Tuesday, May 30, 2017

Bird baby

One of our dogs caught a baby mynah bird learning to fly. The kids brought it home and our next door neighbor gave us a small cage, which we used the first night. My wife's mother and grandmother, true-life jungle people, were here, and my mother-in-law stuck food down the little thing (about 2 inches wide and three long - was longer but the tail feathers fell out) with a toothpick. It was allowed outside, wandered about in the grass some. I brought it in - it really can't travel well! But due to it objecting to me (it didn't yesterday; too hungry and scared I guess) I was able to get food into its open mouth. One pellet didn't go down (mixed with banana made too big a lump I guess) so I tried the heimlick maneuver, then resorted to pouring a capfull of water down. Seems to have worked. The poor guy sure quieted down. Tired, I think...
We put it in a basket with one of the remarkable fancy nests one sometimes finds about here – see second photo … but due to very cool rain, it’s now back inside, sleeping with head tucked under wing.
A Facebook friend from Australia sez: “The common Mynah is a very serious threat to the survival of many parrots. It is illegal to release one into the wild… Mynahs… deprive the other birds form nesting sites… love humans and their food scraps… have been called feathered cane toads by many biologists.” Another FB friend: hummingbirds “can fly 500 miles without stopping. Black birds eat them… The black bird she pointed to could be a raven. They sometimes fly with their mouths wide open.”

---

### Activity list
a. In the blog post about the baby mynah, what did the mother-in-law use to put food into the bird?
b. Continue the blog post about the baby mynah, starting after its last sentence.

---

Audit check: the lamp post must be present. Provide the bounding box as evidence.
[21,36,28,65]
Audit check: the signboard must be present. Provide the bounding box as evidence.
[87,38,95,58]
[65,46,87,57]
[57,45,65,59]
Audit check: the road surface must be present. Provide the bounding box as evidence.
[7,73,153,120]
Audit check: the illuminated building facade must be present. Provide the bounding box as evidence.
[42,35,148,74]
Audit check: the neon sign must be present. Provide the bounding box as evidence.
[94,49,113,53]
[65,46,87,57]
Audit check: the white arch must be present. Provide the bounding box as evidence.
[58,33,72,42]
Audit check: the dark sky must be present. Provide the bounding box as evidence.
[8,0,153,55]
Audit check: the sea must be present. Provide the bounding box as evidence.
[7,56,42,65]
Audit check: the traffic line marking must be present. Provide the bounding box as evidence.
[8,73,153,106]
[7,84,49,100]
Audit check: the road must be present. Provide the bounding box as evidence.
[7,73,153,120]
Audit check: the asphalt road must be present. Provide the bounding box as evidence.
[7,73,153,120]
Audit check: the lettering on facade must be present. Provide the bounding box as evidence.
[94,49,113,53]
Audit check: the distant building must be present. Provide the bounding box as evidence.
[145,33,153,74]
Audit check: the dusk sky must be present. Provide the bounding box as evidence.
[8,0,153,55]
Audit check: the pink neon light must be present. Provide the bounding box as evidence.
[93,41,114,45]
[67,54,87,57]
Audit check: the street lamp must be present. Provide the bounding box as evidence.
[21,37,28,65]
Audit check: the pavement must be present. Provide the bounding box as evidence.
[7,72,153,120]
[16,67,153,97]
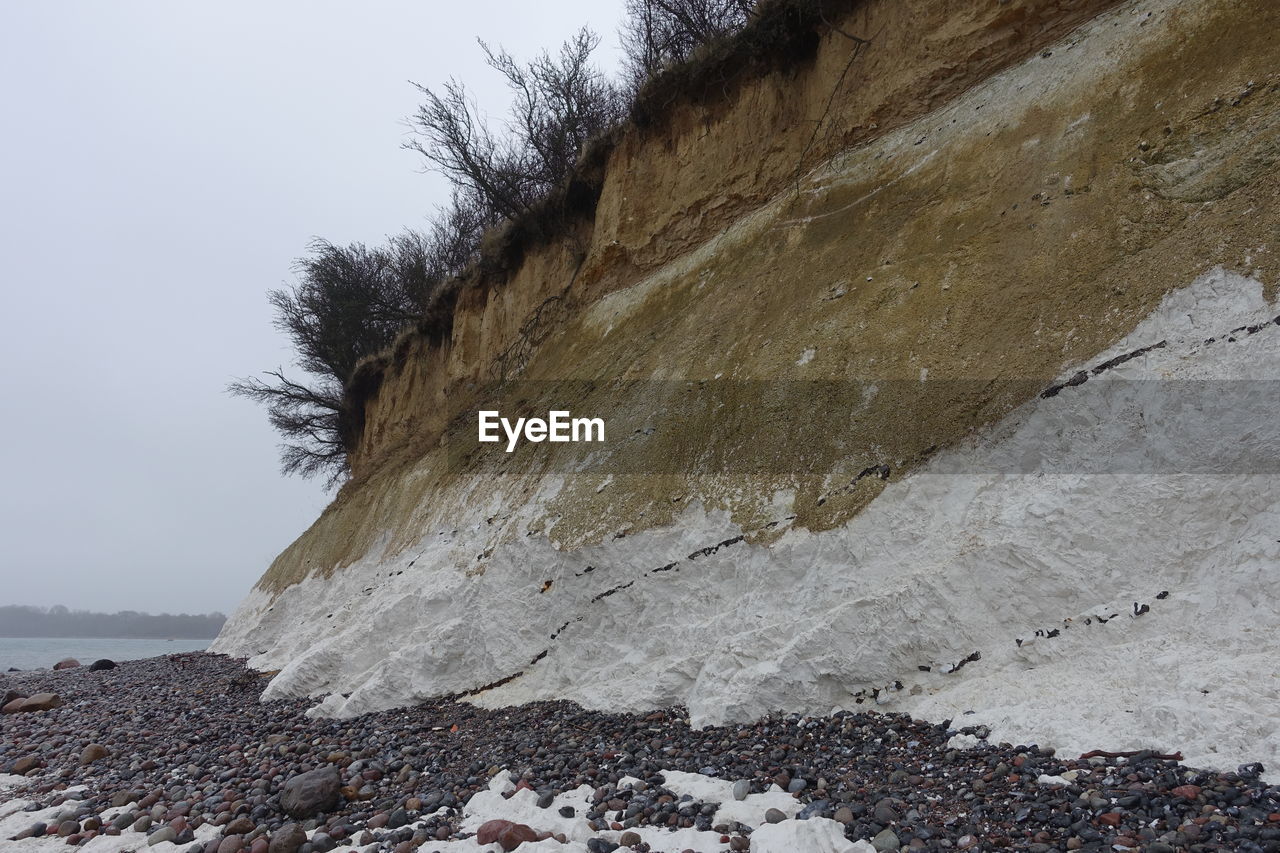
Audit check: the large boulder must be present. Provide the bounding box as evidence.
[476,820,550,853]
[0,693,63,713]
[280,765,342,820]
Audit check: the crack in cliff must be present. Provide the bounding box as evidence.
[1039,308,1280,400]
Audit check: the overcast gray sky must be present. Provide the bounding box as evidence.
[0,0,622,612]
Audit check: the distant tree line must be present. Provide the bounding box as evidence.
[229,0,783,485]
[0,605,227,639]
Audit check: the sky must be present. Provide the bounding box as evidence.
[0,0,622,613]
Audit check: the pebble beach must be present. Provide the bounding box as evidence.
[0,653,1280,853]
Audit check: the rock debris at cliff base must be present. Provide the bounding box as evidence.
[0,654,1280,853]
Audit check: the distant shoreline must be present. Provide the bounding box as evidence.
[0,634,218,643]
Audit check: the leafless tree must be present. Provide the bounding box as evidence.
[229,235,465,483]
[406,27,622,219]
[229,369,348,485]
[621,0,755,91]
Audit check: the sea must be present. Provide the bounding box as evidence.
[0,637,212,672]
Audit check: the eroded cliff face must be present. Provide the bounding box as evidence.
[215,0,1280,765]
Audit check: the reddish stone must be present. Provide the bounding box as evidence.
[498,824,548,853]
[476,820,515,844]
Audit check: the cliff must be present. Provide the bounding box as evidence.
[214,0,1280,766]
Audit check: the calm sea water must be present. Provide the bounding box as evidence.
[0,637,212,672]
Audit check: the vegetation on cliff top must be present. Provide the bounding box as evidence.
[238,0,852,484]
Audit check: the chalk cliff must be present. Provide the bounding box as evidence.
[214,0,1280,767]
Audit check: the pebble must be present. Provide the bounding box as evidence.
[0,654,1280,853]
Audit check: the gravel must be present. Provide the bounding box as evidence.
[0,653,1280,853]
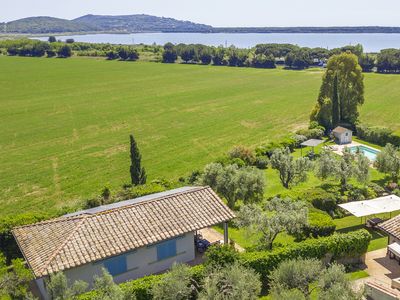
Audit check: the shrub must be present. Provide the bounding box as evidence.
[78,229,371,300]
[239,229,371,287]
[204,245,239,269]
[299,188,339,213]
[303,212,336,238]
[255,136,299,158]
[293,134,307,148]
[386,182,399,191]
[296,126,325,139]
[188,170,201,184]
[78,265,204,300]
[228,146,256,166]
[356,124,400,146]
[368,182,385,198]
[0,213,51,262]
[254,156,269,170]
[83,197,103,209]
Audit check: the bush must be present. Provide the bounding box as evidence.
[228,146,256,166]
[239,229,371,288]
[296,126,325,139]
[299,188,339,214]
[255,136,299,158]
[78,229,371,300]
[254,156,269,170]
[356,124,400,146]
[78,265,204,300]
[303,212,336,238]
[368,182,385,198]
[187,170,201,184]
[0,213,51,262]
[83,197,104,209]
[204,245,239,269]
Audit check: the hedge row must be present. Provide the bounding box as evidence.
[240,229,371,286]
[79,265,204,300]
[79,229,371,300]
[357,124,400,146]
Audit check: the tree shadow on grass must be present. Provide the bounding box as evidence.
[371,175,391,186]
[337,224,387,241]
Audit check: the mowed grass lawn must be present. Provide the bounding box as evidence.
[0,56,400,215]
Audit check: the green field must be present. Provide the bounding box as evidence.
[0,56,400,215]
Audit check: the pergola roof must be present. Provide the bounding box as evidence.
[300,139,324,147]
[339,195,400,217]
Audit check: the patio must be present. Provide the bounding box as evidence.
[355,248,400,298]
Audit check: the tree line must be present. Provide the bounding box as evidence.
[0,37,142,61]
[0,36,400,73]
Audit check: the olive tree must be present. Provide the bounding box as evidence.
[92,268,125,300]
[270,259,322,299]
[201,163,265,208]
[315,150,339,180]
[270,259,364,300]
[47,272,88,300]
[315,148,370,191]
[355,153,371,184]
[271,148,312,189]
[318,264,365,300]
[0,253,33,299]
[375,144,400,182]
[235,198,308,249]
[199,264,261,300]
[152,264,195,300]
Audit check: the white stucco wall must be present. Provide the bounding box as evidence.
[333,131,353,144]
[36,232,195,298]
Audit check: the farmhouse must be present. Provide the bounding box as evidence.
[13,187,234,298]
[332,126,353,145]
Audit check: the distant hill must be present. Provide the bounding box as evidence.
[0,14,400,34]
[213,26,400,33]
[73,14,212,32]
[0,17,98,34]
[0,15,212,34]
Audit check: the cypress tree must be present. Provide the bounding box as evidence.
[332,74,341,127]
[129,134,147,185]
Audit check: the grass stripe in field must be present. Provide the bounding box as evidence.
[0,56,400,214]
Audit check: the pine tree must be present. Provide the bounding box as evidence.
[332,74,340,127]
[130,135,147,185]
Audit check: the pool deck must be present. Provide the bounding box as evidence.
[331,141,380,155]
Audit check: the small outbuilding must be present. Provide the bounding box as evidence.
[332,126,353,145]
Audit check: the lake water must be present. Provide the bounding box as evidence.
[35,33,400,52]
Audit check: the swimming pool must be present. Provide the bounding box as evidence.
[349,145,379,161]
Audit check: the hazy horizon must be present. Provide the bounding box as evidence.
[0,0,400,27]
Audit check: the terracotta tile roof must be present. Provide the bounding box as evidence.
[332,126,351,133]
[13,187,235,278]
[378,215,400,239]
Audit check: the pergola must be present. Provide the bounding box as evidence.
[339,195,400,223]
[300,139,324,156]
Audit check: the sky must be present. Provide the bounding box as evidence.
[0,0,400,27]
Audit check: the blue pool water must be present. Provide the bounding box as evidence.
[350,145,379,161]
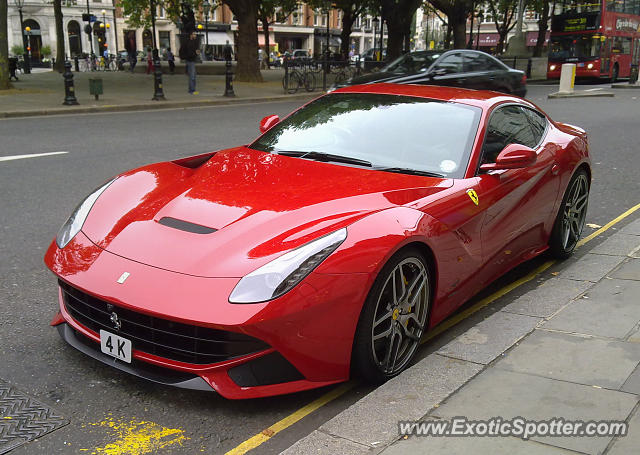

---

### Task-by-task results
a. A toothpick.

b.
When i first came here, 1988, the area was still largely forest, the population was small, few roads were even paved and most houses were wood. Now there are "metaled" roads everywhere, lots of cement shop-houses built 20+ years ago and never ever used, and ubiquitous wi-fi. We do have lots of national park, more than any other province, which I am glad of, but the forestry department competes well as most graft-filled (police, state railway and a few others run about neck and neck) and schools are mostly for nationalistic indoctrination. Our world's a mess; I think Chiang Rai is one of the finest places in it. But I will eventually release the crow or myna. If it chooses to stick around, that's OK too.


sorry about the picture quality. cameras having become obsolete, one uses hand-phones, but I don't. With much exasperation (!) I took those shots with an old lap-top...

When I was a kid, both in Decatur GA and Ft Wayne IN, local hardware store had a mynah on a post and it could say a few words. Light chain around a foot, though

A friend adopted a baby bird, raising it until it could go off on its own. She ran an outdoor bar, where I'd sometimes sit. The little bird would fly down to visit... she'd feed it sunflower seeds from her mouth.